____ SUPPLIED PASSAGE
In nature, order, complexity and patterns are formed spontaneously through bottom up organization of specific local interactions. A process called self-assembly. This section groups EPFL’s research projects that use these principals, especially at the molecular level, to create complex structures and materials.
Organic nanowires are model systems for the investigation of charge transport in organic semiconductors under nanoscopic confinement, and may serve as potential building blocks for integrated circuits in the future. However, reliable structure-property relationships between the molecular parameters, the intermolecular π–π interactions, the nature of the charge carriers, and macroscopic transport properties are scarce. We have developed a reliable model system for the self-assembly of various chromophores into well-defined nanowires with excellent π–π overlap of the chromophores. These nanowires exhibit an unprecedented light-induced “self-doping”, resulting in exceptionally high charge densities and band-like transport properties.
Our research activities focus on conjugates of synthetic polymers and biologically-inspired peptide sequences. The peptide sequences are adapted from protein structures and direct the structure formation of the synthetic polymer. The use of such peptide sequences offers several unique advantages. First of all, due to the very specific folding and organization properties of the peptide sequences, they allow the organization of synthetic polymers in complex, hierarchically-organized structures that are very difficult to generate otherwise. Secondly, the structure and properties of peptide – synthetic hybrid block copolymers can be manipulated by single amino acid “mutations” in the peptide segments (see Strucutre page). The peptide sequence of the hybrid block copolymers cannot only be used to drive structure formation, but can also be used to encode specific functionalities. This is a subject of ongoing research efforts.
Structural Self-assembly of Origami Robots, Robogamis
While Origami, the traditional Japanese art of paper folding, is primarily known for its artistic significance, many of its components can be found in nature. From insect wings to different types of leaves, organisms take advantage of the ability to create thin and lightweight structures by folding quasi-two-dimensional elements in distinct patterns. At the Reconfigurable Robotics Lab, RRL, we are developing robots that mimic and enhance the benefits of Origami found in nature. Our robots incorporate quasi-two-dimensional smart structures with embedded actuation, sensing, control, and communication, allowing them to change both shape and functionality according to the task at hand. By automating these structural transformations and functional reconfigurations, we are creating versatile robotic systems that are compact for storage and transportation and, when deployed, can self-assemble into lightweight, three-dimensional tools.
________
____ GIVEN ENTRIES
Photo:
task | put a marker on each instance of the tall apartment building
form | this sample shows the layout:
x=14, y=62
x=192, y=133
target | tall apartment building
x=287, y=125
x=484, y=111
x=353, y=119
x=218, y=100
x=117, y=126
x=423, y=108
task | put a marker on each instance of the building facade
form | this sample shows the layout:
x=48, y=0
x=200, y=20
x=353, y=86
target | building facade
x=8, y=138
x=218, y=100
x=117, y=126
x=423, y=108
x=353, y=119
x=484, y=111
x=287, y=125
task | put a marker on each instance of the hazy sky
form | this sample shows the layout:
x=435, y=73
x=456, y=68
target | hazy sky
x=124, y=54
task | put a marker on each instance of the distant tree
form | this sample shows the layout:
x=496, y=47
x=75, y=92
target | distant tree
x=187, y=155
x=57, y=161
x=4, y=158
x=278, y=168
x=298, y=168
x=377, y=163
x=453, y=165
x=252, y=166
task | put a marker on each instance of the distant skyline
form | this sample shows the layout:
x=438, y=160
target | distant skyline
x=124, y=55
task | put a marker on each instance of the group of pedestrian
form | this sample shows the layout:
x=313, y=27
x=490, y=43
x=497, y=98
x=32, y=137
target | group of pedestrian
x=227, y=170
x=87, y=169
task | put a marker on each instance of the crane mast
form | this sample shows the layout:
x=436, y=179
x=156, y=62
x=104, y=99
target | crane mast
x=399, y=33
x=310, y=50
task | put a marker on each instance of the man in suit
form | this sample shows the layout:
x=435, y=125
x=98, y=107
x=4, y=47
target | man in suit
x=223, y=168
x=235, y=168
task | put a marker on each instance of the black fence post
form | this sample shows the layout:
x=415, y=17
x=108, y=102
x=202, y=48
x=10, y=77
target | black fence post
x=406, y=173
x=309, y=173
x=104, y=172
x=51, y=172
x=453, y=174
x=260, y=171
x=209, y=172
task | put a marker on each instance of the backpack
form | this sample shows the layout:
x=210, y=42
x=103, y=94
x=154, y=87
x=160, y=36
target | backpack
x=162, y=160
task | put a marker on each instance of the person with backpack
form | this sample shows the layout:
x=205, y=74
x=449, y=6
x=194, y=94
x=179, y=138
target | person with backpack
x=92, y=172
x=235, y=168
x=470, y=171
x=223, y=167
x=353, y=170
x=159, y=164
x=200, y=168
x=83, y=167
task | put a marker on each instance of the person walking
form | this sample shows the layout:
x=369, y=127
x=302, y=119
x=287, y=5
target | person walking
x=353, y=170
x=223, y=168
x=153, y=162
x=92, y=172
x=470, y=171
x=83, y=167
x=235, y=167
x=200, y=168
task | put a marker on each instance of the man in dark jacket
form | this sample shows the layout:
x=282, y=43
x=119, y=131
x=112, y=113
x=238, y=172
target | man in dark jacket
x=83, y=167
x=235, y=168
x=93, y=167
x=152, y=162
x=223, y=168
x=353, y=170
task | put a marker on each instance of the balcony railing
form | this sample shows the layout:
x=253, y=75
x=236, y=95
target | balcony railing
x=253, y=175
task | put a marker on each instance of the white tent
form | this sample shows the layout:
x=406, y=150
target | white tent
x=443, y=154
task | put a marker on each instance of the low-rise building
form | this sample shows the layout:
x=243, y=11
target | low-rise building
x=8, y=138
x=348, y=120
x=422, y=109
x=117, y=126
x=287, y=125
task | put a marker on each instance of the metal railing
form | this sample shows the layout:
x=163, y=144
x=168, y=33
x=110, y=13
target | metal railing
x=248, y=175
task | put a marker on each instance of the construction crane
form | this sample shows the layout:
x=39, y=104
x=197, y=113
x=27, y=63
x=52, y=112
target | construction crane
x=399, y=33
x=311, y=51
________
INSTRUCTIONS TO FOLLOW
From the self-assembly text above, copy out word for word everything from "In nature, order, complexity" down to "structures and materials.".

EXPECTED ANSWER
In nature, order, complexity and patterns are formed spontaneously through bottom up organization of specific local interactions. A process called self-assembly. This section groups EPFL’s research projects that use these principals, especially at the molecular level, to create complex structures and materials.